> _The problem_:
Below are records; transcribe only the line with "stone column, I" and those after it, through the last line, without any change.

> _Supplied records_:
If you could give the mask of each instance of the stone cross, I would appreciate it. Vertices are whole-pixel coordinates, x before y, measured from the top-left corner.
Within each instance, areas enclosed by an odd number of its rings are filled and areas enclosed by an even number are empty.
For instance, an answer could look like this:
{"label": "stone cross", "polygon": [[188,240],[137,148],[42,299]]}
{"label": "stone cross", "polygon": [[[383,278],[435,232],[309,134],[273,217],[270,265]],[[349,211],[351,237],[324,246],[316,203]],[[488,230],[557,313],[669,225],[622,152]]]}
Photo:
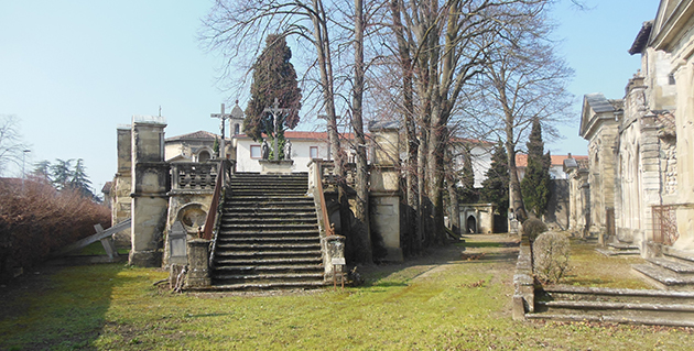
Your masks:
{"label": "stone cross", "polygon": [[278,100],[278,98],[274,98],[274,103],[272,105],[272,107],[265,108],[263,110],[263,112],[272,114],[272,120],[274,124],[274,147],[272,147],[272,150],[274,151],[274,161],[280,161],[280,151],[278,150],[278,131],[280,130],[279,114],[289,113],[291,109],[280,108],[280,101]]}
{"label": "stone cross", "polygon": [[224,103],[221,103],[221,113],[212,113],[209,114],[212,118],[218,118],[221,122],[221,124],[219,125],[219,130],[221,131],[221,141],[219,142],[219,157],[225,158],[225,140],[224,140],[224,127],[227,122],[228,118],[231,118],[231,113],[225,113],[224,112]]}

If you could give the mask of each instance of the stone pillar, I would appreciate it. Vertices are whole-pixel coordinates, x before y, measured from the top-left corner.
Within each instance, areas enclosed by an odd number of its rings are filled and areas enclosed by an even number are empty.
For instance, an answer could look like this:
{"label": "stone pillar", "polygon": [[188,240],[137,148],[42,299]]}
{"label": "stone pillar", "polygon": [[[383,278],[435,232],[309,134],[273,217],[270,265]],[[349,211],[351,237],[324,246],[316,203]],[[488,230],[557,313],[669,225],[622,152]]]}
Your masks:
{"label": "stone pillar", "polygon": [[674,61],[676,81],[676,155],[677,207],[676,221],[680,239],[673,244],[680,250],[694,250],[694,62]]}
{"label": "stone pillar", "polygon": [[373,123],[369,130],[375,144],[369,194],[371,237],[382,240],[387,251],[383,261],[402,262],[399,125],[393,122]]}
{"label": "stone pillar", "polygon": [[212,285],[209,276],[209,240],[188,241],[188,275],[186,288],[200,288]]}
{"label": "stone pillar", "polygon": [[[118,127],[118,172],[113,177],[111,187],[111,226],[116,226],[130,218],[132,193],[132,144],[131,125]],[[113,234],[118,246],[130,246],[130,230],[123,230]]]}
{"label": "stone pillar", "polygon": [[161,117],[132,119],[132,224],[129,263],[160,266],[166,226],[169,164]]}

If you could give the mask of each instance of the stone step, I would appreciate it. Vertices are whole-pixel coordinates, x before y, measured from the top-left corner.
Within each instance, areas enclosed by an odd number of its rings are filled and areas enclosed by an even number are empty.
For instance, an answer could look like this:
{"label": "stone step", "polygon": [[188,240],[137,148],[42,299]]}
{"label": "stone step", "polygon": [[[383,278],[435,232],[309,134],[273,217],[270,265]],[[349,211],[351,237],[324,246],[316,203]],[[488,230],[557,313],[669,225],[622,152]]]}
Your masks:
{"label": "stone step", "polygon": [[226,292],[226,290],[282,290],[282,289],[316,289],[326,287],[329,284],[323,281],[299,281],[299,282],[274,282],[274,283],[235,283],[224,284],[214,282],[214,285],[206,288],[198,288],[197,290],[210,290],[210,292]]}
{"label": "stone step", "polygon": [[217,250],[220,251],[274,251],[274,250],[321,250],[321,242],[306,243],[286,243],[286,242],[269,242],[269,243],[217,243]]}
{"label": "stone step", "polygon": [[641,252],[638,249],[629,249],[629,250],[616,250],[612,248],[596,248],[595,251],[606,255],[606,256],[618,256],[618,255],[640,255]]}
{"label": "stone step", "polygon": [[694,327],[694,320],[672,320],[669,318],[653,317],[625,317],[625,316],[589,316],[589,315],[564,315],[564,314],[527,314],[525,318],[530,320],[557,320],[557,321],[594,321],[627,325],[646,325],[646,326],[669,326],[669,327]]}
{"label": "stone step", "polygon": [[692,292],[672,292],[662,289],[626,289],[554,285],[539,289],[535,294],[541,300],[643,304],[668,303],[694,305],[694,293]]}
{"label": "stone step", "polygon": [[291,237],[313,237],[319,238],[318,229],[290,229],[290,228],[281,228],[276,230],[262,230],[258,231],[254,229],[234,229],[223,227],[219,231],[217,238],[223,240],[224,238],[270,238],[270,237],[282,237],[282,235],[291,235]]}
{"label": "stone step", "polygon": [[694,274],[694,263],[674,261],[665,257],[647,259],[646,261],[654,265],[659,265],[665,270],[670,270],[676,274]]}
{"label": "stone step", "polygon": [[315,205],[313,204],[313,201],[311,202],[305,202],[302,205],[296,205],[296,206],[282,206],[282,207],[268,207],[268,206],[263,206],[263,207],[257,207],[257,208],[252,208],[252,207],[232,207],[232,206],[225,206],[221,210],[223,215],[229,215],[229,216],[240,216],[240,215],[259,215],[259,216],[270,216],[270,215],[292,215],[292,213],[311,213],[311,215],[315,215]]}
{"label": "stone step", "polygon": [[221,272],[301,272],[301,271],[314,271],[317,273],[323,272],[323,264],[246,264],[246,265],[220,265],[216,266],[215,271]]}
{"label": "stone step", "polygon": [[323,259],[316,256],[307,257],[280,257],[280,259],[217,259],[216,266],[234,266],[234,265],[311,265],[322,264]]}
{"label": "stone step", "polygon": [[[243,282],[264,282],[264,283],[280,283],[280,282],[295,282],[295,281],[323,281],[323,272],[321,273],[268,273],[268,274],[226,274],[215,272],[213,274],[213,281],[221,283],[243,283]],[[224,284],[224,283],[223,283]]]}
{"label": "stone step", "polygon": [[215,260],[241,260],[241,259],[286,259],[286,257],[321,257],[321,250],[292,250],[292,251],[226,251],[215,252]]}
{"label": "stone step", "polygon": [[[646,310],[646,311],[681,311],[694,314],[694,305],[685,304],[633,304],[606,301],[539,301],[536,306],[547,308],[581,309],[581,310]],[[694,317],[694,315],[693,315]]]}
{"label": "stone step", "polygon": [[223,243],[261,243],[261,242],[317,242],[321,243],[321,238],[317,235],[311,237],[219,237],[217,244]]}
{"label": "stone step", "polygon": [[633,272],[652,285],[668,290],[694,290],[694,276],[676,274],[651,263],[631,265]]}
{"label": "stone step", "polygon": [[276,224],[276,223],[315,223],[316,222],[316,213],[286,213],[286,215],[264,215],[264,216],[224,216],[221,217],[221,222],[225,224],[231,223],[243,223],[243,222],[262,222],[268,224]]}
{"label": "stone step", "polygon": [[692,251],[677,250],[670,246],[663,246],[663,255],[669,259],[677,260],[680,262],[694,264],[694,252]]}
{"label": "stone step", "polygon": [[639,250],[638,245],[630,242],[610,242],[607,246],[615,250]]}

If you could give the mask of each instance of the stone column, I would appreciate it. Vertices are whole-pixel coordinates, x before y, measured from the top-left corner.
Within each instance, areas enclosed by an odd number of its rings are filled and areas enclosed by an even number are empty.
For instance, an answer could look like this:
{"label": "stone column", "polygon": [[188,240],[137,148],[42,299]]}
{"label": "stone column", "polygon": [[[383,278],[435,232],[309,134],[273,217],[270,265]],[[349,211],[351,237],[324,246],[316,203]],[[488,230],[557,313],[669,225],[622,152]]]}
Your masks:
{"label": "stone column", "polygon": [[373,136],[370,174],[371,235],[378,235],[387,251],[384,261],[402,262],[400,245],[400,163],[398,123],[369,125]]}
{"label": "stone column", "polygon": [[209,275],[209,240],[188,241],[188,275],[186,288],[200,288],[212,285]]}
{"label": "stone column", "polygon": [[[113,177],[111,187],[111,226],[116,226],[123,220],[130,218],[130,206],[132,200],[132,136],[131,125],[118,127],[117,145],[118,145],[118,172]],[[116,244],[119,246],[129,246],[130,230],[123,230],[113,234]]]}
{"label": "stone column", "polygon": [[677,207],[680,239],[673,244],[680,250],[694,250],[694,61],[676,61],[674,77],[677,98],[675,125],[677,135]]}
{"label": "stone column", "polygon": [[132,119],[132,224],[129,263],[160,266],[166,226],[169,164],[161,117]]}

> _Final result_:
If you could give the mask of each instance of the stone column, I would appreciate it. Vertices are whole-pixel coordinates, x before y, measured from the top-left corner.
Within each instance, areas enclosed by an odd number of its rings are filled and areas enclosed by an even number are empty.
For instance, an answer could look like this:
{"label": "stone column", "polygon": [[188,240],[137,148],[42,299]]}
{"label": "stone column", "polygon": [[[383,278],[435,232],[309,134],[273,217],[270,265]],[[349,211],[351,237],[324,246],[316,203]],[[488,230],[557,313],[669,225],[622,152]]]}
Your masks:
{"label": "stone column", "polygon": [[373,136],[370,174],[371,235],[378,235],[387,251],[384,261],[402,262],[400,245],[400,163],[398,123],[369,125]]}
{"label": "stone column", "polygon": [[209,275],[209,240],[188,241],[188,275],[186,288],[200,288],[212,285]]}
{"label": "stone column", "polygon": [[[113,177],[111,187],[111,226],[116,226],[123,220],[130,218],[130,206],[132,200],[132,136],[131,125],[118,127],[117,145],[118,145],[118,172]],[[116,244],[119,246],[129,246],[130,230],[123,230],[113,234]]]}
{"label": "stone column", "polygon": [[677,207],[680,239],[673,244],[680,250],[694,250],[694,61],[676,61],[674,77],[677,98],[675,125],[677,135]]}
{"label": "stone column", "polygon": [[132,119],[132,224],[129,263],[160,266],[166,226],[169,164],[161,117]]}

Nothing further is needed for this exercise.